What you have to do ▸
Starting at the line that contains "Every instance of the bread", write out every line through the last one in the records below, word for word. Leave out any pictures.

Extracted entries ▸
>>>
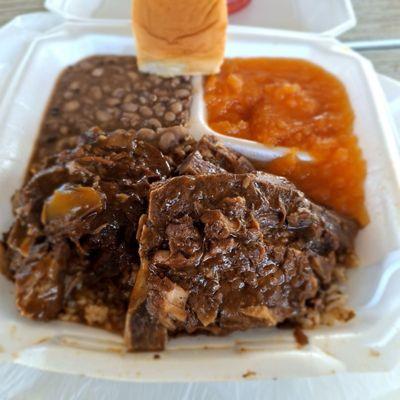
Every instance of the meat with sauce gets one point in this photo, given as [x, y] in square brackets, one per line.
[227, 252]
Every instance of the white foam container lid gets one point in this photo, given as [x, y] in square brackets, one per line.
[327, 17]
[370, 342]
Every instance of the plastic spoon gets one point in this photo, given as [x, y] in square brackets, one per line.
[253, 150]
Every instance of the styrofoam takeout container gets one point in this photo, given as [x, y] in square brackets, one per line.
[370, 342]
[328, 17]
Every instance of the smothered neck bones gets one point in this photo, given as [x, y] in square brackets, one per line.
[151, 233]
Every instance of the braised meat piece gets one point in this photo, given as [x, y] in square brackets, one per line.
[214, 151]
[72, 249]
[228, 252]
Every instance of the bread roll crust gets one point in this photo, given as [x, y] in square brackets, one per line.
[180, 37]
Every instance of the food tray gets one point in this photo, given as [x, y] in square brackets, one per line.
[328, 17]
[370, 342]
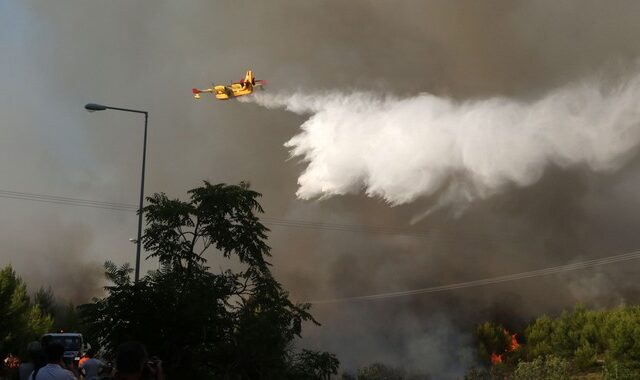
<<<
Exercise output ▸
Every instance of the bread roll crust gets one point in this photo, given as [x, y] in square brackets, one per line.
[180, 37]
Every instance of the food tray gets one point in this photo, given as [x, y] in square brackets, one per line.
[328, 17]
[370, 342]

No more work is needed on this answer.